__Directions__: Given the entries that follow, write out exactly the lines starting at the one containing "Scouting pass: put a marker on the blurred" and ending at the one containing "Scouting pass: put a marker on the dark water, one", both ends included, and only those.

__Records__:
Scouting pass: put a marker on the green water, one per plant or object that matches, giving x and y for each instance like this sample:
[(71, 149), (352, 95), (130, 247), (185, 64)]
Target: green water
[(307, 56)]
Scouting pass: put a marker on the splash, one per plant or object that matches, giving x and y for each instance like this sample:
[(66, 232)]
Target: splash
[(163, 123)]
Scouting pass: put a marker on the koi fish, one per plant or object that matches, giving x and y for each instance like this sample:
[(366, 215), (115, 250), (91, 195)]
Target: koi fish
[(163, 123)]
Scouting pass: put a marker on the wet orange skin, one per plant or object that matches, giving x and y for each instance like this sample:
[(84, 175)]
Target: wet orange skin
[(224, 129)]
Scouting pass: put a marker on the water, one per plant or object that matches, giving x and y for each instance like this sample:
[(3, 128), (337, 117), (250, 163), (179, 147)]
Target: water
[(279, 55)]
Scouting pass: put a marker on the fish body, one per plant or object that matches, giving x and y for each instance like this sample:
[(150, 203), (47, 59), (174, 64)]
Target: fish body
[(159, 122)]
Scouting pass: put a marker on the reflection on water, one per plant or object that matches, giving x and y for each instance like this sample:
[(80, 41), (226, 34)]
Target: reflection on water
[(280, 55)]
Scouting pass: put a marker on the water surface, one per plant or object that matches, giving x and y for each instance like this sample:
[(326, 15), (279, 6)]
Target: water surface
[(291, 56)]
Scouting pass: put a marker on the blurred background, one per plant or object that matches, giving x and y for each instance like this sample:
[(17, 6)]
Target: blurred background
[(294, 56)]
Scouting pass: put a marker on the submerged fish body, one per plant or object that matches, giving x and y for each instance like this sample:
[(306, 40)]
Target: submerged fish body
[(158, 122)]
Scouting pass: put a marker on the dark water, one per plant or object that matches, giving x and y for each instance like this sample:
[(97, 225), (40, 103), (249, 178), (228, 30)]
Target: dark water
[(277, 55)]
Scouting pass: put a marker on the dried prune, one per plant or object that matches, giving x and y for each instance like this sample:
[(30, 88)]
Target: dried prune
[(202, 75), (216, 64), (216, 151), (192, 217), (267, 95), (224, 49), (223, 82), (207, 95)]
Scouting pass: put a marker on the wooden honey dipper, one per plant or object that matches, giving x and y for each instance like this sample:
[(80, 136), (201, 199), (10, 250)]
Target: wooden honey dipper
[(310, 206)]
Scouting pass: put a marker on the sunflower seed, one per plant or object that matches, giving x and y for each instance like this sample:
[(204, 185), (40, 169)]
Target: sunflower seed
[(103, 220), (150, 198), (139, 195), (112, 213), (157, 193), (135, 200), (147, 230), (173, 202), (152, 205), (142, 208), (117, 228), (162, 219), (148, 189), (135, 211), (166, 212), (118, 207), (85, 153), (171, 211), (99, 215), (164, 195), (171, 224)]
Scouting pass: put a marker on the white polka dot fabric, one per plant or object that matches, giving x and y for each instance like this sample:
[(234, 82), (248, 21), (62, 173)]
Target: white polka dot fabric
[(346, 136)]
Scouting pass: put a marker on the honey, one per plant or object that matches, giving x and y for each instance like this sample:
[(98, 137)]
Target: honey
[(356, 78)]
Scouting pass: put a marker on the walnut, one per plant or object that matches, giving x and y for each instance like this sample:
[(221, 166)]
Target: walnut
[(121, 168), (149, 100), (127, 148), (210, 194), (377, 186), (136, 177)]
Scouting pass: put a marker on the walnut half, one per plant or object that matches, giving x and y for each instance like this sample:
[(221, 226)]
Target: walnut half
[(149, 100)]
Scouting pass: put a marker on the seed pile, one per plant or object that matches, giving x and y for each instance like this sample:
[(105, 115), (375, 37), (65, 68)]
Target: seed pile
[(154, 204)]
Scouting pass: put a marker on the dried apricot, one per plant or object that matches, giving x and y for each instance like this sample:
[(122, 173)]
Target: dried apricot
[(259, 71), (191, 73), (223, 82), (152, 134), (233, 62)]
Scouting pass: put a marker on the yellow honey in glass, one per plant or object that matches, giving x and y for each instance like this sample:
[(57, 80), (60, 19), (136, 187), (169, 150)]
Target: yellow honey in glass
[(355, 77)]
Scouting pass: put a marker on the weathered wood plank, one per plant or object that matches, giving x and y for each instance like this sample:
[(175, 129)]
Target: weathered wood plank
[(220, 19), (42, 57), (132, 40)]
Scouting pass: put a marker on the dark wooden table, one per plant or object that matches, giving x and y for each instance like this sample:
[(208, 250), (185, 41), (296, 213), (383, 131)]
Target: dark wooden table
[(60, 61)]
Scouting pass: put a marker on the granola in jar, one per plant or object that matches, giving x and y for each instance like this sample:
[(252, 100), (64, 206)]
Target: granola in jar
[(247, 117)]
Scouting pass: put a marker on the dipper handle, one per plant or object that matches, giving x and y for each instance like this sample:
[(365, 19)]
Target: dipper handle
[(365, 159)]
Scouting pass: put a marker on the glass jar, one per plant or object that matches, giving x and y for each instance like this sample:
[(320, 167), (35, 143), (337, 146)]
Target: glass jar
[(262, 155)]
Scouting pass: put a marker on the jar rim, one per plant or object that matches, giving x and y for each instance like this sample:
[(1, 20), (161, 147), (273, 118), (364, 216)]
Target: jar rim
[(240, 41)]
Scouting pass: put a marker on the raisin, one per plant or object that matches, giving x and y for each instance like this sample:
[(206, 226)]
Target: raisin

__Task output__:
Scouting pass: put a marker on the blurred background, one per plant or object that matches, giving x and y for each instance like this sample:
[(17, 6)]
Target: blurred background
[(294, 56)]
Scouting pass: put a marker on the submerged fish body, one per plant or object that matches, giving x and y for each instance like this sample:
[(306, 40)]
Target: submerged fish body
[(158, 122)]
Scouting pass: put a marker on the dark water, one per plant or object that matches, giving x and y for each instance like this sample:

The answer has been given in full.